---------- Passage for review ----------

Eye on the IoT

The Internet of Things (IoT) is made up of the everyday objects and devices we use, with a key difference: everything is computerized, with network connectivity built right in. These IoT devices can be almost anything: sensor-enabled buildings, bridges, or pavement; ‘smart’ vehicles, appliances, and devices; or, wearables like the Apple Watch, Google Glass, or Fitbit. And with sensors and technology like Bluetooth Low Energy (BLE)—one-way communication from objects to nearby mobile devices—when we’re close to an IoT object, our phones can listen for signals, get information, or control these objects.

Experts estimate that the IoT will consist of almost 50 billion objects by 2020. This has massive implications on nearly every industry—and the amount of network traffic and data we’ll be creating and consuming.

For consumers, this offers amazing convenience. With a hub of devices like Samsung’s SmartThings, in-home devices can communicate with each other, sharing information and giving automated instructions that can save time, money, and energy consumption. IoT is essentially just harnessing the web for everyday life, bringing the immediacy we’ve come to expect in an Internet-driven age.

For businesses, marketers, developers, and data scientists, this connectivity opens up a whole new way to interact with, listen to, and market to customers in real time. From retail and tech companies to manufacturers and the medical device industry, IoT is like having eyes, ears, and a voice—often on a very granular (and personal) level.

Here’s a look at this “next big thing” and how you can leverage it to be a part of your business and marketing strategies.

The Internet of Things: It’s “smart” everything

Internet of Things smart devices

IoT objects are “smart” anything, and that’s essentially because they have their own embedded computers—both hardware and software systems, sensors, and network connectivity.

These IoT objects are capable of listening and learning, tracking, communicating, and even predicting behaviors, whether it’s adjusting the temperature of a room when motion detectors sense someone’s home, or generating data about the structure of a bridge to prevent a major disaster. From being able to turn a sprinkler system on when the weather has been dry, to offering a discount on brakes when a car’s brake pad sensor detects it’s time for replacing, creatively using the data that the IoT gathers is the key to unlocking this new tech trend.

The power of IoT: Use it wisely

How we use the connectivity and data from these Internet of Things sensors stretches as far as the imagination. A doctor can get sensor data from a device implanted in a patient and potentially prevent a medical emergency. We can track bus routes, traffic patterns, heart rates, shopping habits, and more. The data generated by these billions of sensors alone is staggering—and what we do with that data is even more fascinating.

There are rising concerns with security and privacy, however. Anytime we’re innovating the way we monitor, detect, and track ourselves and the things around us, what we do with the data—and how it’s sent across networks—can get sensitive. For security, having more devices on your network that are potentially unencrypted can open up private networks to getting hacked. And privacy risks increase right along with the unparalleled access that IoT sensors make possible.

---------- Dataset records ----------

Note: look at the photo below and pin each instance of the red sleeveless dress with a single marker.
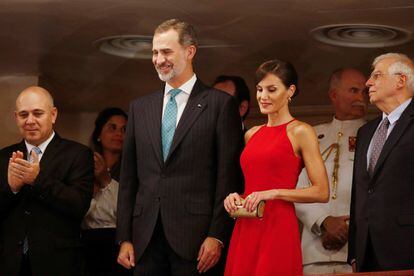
(271, 245)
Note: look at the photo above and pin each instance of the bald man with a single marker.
(325, 226)
(45, 191)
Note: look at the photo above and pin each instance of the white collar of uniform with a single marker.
(345, 124)
(396, 113)
(42, 146)
(186, 87)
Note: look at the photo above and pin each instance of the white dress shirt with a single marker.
(313, 214)
(181, 98)
(42, 146)
(392, 118)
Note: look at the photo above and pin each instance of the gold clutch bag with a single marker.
(243, 213)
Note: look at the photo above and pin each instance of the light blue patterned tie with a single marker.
(169, 122)
(38, 151)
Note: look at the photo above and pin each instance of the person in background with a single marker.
(45, 191)
(99, 224)
(381, 229)
(325, 231)
(272, 160)
(237, 87)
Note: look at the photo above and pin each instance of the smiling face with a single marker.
(35, 115)
(349, 97)
(172, 60)
(272, 95)
(381, 84)
(113, 133)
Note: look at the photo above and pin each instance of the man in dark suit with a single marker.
(381, 233)
(180, 160)
(45, 190)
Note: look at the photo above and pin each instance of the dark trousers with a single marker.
(370, 262)
(25, 269)
(160, 259)
(102, 252)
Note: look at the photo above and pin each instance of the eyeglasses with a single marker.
(376, 75)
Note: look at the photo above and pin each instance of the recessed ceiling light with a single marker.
(361, 35)
(128, 46)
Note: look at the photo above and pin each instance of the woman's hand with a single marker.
(252, 200)
(101, 171)
(231, 202)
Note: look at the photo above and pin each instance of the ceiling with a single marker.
(55, 39)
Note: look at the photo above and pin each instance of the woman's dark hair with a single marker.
(101, 120)
(281, 69)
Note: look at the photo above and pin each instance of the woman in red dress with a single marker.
(272, 160)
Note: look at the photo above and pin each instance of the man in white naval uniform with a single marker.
(325, 226)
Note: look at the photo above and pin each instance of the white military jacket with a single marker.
(313, 214)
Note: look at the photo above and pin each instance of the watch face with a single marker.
(351, 143)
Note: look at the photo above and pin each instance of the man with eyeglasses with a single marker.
(381, 235)
(46, 185)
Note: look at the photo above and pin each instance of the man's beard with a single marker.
(176, 70)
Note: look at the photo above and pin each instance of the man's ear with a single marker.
(243, 107)
(332, 95)
(402, 81)
(53, 113)
(191, 50)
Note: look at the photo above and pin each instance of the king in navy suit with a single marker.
(180, 160)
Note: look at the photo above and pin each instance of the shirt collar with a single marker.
(42, 146)
(345, 124)
(185, 87)
(396, 113)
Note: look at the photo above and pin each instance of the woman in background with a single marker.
(100, 222)
(272, 160)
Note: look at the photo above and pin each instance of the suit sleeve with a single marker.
(229, 145)
(72, 193)
(352, 224)
(128, 184)
(6, 195)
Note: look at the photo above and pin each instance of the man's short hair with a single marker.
(242, 92)
(186, 33)
(402, 64)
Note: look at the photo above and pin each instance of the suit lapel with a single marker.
(403, 122)
(195, 106)
(153, 120)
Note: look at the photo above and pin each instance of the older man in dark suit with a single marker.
(180, 160)
(381, 233)
(45, 190)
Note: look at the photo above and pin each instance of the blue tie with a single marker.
(169, 122)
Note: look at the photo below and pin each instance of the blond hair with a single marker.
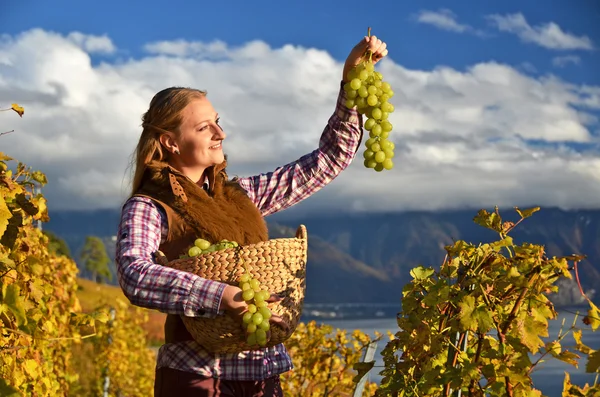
(162, 116)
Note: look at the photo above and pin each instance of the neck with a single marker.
(195, 174)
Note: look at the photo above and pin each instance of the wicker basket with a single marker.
(280, 267)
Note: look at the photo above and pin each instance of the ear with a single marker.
(168, 142)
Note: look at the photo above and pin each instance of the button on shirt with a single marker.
(143, 227)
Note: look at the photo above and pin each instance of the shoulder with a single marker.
(141, 206)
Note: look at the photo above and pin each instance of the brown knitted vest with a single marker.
(222, 212)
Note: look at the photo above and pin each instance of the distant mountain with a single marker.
(367, 258)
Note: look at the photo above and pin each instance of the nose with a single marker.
(219, 133)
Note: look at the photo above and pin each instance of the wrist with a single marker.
(232, 299)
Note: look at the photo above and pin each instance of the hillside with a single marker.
(91, 295)
(367, 258)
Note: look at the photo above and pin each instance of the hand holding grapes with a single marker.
(235, 306)
(369, 43)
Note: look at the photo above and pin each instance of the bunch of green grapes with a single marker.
(367, 91)
(256, 319)
(202, 246)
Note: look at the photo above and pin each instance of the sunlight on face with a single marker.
(200, 136)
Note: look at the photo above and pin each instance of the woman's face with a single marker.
(200, 136)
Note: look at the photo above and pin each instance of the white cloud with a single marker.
(463, 138)
(92, 44)
(548, 35)
(563, 61)
(444, 19)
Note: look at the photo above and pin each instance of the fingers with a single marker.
(280, 322)
(377, 47)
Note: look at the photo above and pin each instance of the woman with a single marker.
(180, 192)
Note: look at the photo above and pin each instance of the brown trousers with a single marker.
(173, 383)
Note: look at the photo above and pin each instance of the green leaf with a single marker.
(528, 212)
(7, 390)
(14, 302)
(530, 330)
(421, 273)
(484, 320)
(593, 363)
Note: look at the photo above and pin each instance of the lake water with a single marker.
(549, 375)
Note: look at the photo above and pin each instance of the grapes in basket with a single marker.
(202, 246)
(256, 319)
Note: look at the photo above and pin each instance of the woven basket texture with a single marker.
(280, 267)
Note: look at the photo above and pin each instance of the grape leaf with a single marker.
(39, 177)
(579, 344)
(31, 367)
(19, 109)
(14, 302)
(529, 331)
(569, 358)
(7, 390)
(489, 220)
(484, 320)
(593, 364)
(528, 212)
(421, 273)
(27, 205)
(467, 306)
(362, 368)
(5, 214)
(593, 317)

----------

Write out the section of the IoT article that starts with the words containing "Eye on the IoT" and ends with "control these objects.". The material has no connection to the IoT article.

Eye on the IoT

The Internet of Things (IoT) is made up of the everyday objects and devices we use, with a key difference: everything is computerized, with network connectivity built right in. These IoT devices can be almost anything: sensor-enabled buildings, bridges, or pavement; ‘smart’ vehicles, appliances, and devices; or, wearables like the Apple Watch, Google Glass, or Fitbit. And with sensors and technology like Bluetooth Low Energy (BLE)—one-way communication from objects to nearby mobile devices—when we’re close to an IoT object, our phones can listen for signals, get information, or control these objects.